DOCUMENT TEXT ->
--------------------------------------------------

But if you string together what he has said publicly, you arrive at a plan that would be far more disruptive to the existing health care system than “Obamacare” would be if fully implemented.

That’s what the Los Angeles Times did in a story that the White House missed and the Romney’s campaign declined to discuss with TPM. What the Times arrived at is a plan broadly similar to the widely derided blueprint John McCain ran on in 2008.

The underlying idea is to wipe out one of the main fiscal tent poles of the existing health care system, and use the resulting revenues to finance billions of dollars in subsidies to buy insurance on the existing private market. The result, according to experts, would likely be a significant increase in the number of uninsured Americans, in an economy where, for better or worse, employers would likely no longer provide their workers with health care coverage.

The fact that the government excludes employer-sponsored insurance from taxation is the reason most people get their insurance through their workplaces. Companies are also able, unlike most individuals, to pool risk, so that sick as well as healthy people can be covered without distorting premiums for everybody. The result is a mix of perverse incentives that keep people tied down to jobs they don’t like, and leave self-employed people and many others to fight it out in the under-regulated individual market, where insurers can deny people coverage based on their pre-existing medical conditions, rescind coverage from individuals who get sick and skew premiums based on everything from age to geography.

“Obamacare” sought to mitigate those distortions by regulating the individual insurance market in a way that creates a safety net for the uninsured, the self-employed, laid-off workers and workers at firms that decide, over time, to stop offering health care benefits. It subsidizes insurance for these people and requires insurers to end discriminatory practices, and in return requires everybody to carry coverage. It finances this system in part by limiting — not eliminating — the tax exclusion for employer-provided benefits.

Romney, by contrast, suggests he would eliminate this tax exclusion, leading employers to drop benefits, and leaving workers to buy insurance on their own with tax credits. Analyses of McCain’s similar plan in 2008 suggest it would cause the number of uninsured Americans to spike by millions.

That’s because neither Romney nor McCain’s plans allow individuals to pool risk in insurance exchanges, require insurers to sell insurance to all comers without price-discriminating against sick people or fight the adverse selection problem by requiring both sick and healthy people to enter the pool. Romney isn’t calling for those reforms — because though they would solve the problems with his outline, they would also add up to “Obamacare.”

The market reforms would come on top of Romney’s better-understood plans to phase out traditional Medicare and replace it with a system, similar to “Obamacare,” that would provide seniors subsidies to buy heavily regulated private insurance; and to turn Medicaid into a block grant program, run by individual states without federal requirements.

At a background briefing for reporters at the White House on Monday multiple senior administration officials claimed not to have read the Times story, nor were they familiar with its description of Romney’s health care reform framework, they said. Though it’s likely to be overshadowed on the campaign trail by the fight over “Obamacare” and its close cousin “Romneycare,” the ideas suggest that Obama will be well armed when the country’s health care system takes center stage later in the election cycle.

--------------------------------------------------

INFORMATION GIVEN ->
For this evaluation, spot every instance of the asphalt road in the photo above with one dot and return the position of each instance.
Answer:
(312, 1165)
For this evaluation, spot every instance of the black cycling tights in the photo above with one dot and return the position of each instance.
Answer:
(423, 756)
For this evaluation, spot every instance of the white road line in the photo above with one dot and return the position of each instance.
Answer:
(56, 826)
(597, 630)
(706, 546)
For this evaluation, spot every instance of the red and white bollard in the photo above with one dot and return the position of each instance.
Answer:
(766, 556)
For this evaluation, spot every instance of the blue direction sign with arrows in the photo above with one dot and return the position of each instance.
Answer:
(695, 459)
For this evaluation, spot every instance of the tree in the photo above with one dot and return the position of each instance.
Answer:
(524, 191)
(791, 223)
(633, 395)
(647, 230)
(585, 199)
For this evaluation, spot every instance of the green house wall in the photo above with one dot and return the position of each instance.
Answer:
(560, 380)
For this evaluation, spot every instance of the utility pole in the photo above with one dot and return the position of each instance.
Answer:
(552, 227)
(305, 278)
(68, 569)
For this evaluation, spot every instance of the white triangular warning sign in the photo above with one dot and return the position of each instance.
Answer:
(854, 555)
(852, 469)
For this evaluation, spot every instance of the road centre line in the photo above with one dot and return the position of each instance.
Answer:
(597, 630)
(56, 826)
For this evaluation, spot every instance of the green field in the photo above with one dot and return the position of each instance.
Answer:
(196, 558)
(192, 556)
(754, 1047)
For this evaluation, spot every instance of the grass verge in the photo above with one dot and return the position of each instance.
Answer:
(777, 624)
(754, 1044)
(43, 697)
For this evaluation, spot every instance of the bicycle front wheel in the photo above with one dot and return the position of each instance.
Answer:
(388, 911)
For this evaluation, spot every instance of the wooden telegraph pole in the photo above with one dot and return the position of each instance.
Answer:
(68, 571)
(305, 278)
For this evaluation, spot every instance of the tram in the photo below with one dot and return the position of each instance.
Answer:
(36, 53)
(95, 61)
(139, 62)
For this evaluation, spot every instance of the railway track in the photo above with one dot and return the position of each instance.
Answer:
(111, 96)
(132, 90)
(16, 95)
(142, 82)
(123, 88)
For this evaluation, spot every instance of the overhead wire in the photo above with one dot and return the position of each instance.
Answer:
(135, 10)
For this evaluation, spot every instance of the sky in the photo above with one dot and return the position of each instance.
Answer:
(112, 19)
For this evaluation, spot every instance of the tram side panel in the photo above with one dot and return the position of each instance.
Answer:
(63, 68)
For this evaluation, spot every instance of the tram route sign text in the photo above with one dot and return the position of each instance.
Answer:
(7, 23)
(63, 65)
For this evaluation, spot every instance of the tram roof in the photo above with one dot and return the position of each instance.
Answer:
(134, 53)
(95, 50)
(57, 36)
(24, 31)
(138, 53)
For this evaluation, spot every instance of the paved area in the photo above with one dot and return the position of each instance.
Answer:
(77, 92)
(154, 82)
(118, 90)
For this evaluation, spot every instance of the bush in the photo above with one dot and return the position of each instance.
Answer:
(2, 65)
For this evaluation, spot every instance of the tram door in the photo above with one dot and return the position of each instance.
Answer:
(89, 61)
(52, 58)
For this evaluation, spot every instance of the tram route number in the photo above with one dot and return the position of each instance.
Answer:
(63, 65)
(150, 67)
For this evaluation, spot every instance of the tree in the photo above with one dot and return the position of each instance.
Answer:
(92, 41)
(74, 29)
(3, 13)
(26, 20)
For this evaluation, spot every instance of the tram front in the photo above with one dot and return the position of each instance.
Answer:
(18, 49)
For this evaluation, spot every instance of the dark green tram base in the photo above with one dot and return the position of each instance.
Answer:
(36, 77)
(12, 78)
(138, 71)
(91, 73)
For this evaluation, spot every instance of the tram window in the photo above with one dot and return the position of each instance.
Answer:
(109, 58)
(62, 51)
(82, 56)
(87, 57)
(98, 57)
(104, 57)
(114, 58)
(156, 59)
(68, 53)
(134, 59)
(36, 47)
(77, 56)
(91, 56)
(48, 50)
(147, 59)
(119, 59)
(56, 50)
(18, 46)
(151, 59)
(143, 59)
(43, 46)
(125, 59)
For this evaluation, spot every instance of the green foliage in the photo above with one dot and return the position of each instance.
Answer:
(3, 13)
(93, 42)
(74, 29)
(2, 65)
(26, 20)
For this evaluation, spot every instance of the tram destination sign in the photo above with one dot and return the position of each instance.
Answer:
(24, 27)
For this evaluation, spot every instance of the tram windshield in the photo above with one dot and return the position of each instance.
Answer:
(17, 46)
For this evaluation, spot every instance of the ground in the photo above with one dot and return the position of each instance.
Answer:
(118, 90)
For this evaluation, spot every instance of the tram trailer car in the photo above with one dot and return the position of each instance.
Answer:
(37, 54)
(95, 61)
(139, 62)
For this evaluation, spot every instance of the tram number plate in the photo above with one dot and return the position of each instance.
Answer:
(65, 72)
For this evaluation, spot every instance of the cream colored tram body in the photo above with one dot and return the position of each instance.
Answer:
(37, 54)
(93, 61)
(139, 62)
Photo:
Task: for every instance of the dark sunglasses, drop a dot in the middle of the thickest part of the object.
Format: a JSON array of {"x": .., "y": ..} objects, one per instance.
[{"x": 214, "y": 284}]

--------------------------------------------------

WHAT YOU ARE ASKED TO DO -> In the passage on Romney's health care plan, write out the stretch from "At a background" through "the election cycle." again, changing "Monday" to "Tuesday".

WRITTEN RESPONSE ->
At a background briefing for reporters at the White House on Tuesday multiple senior administration officials claimed not to have read the Times story, nor were they familiar with its description of Romney’s health care reform framework, they said. Though it’s likely to be overshadowed on the campaign trail by the fight over “Obamacare” and its close cousin “Romneycare,” the ideas suggest that Obama will be well armed when the country’s health care system takes center stage later in the election cycle.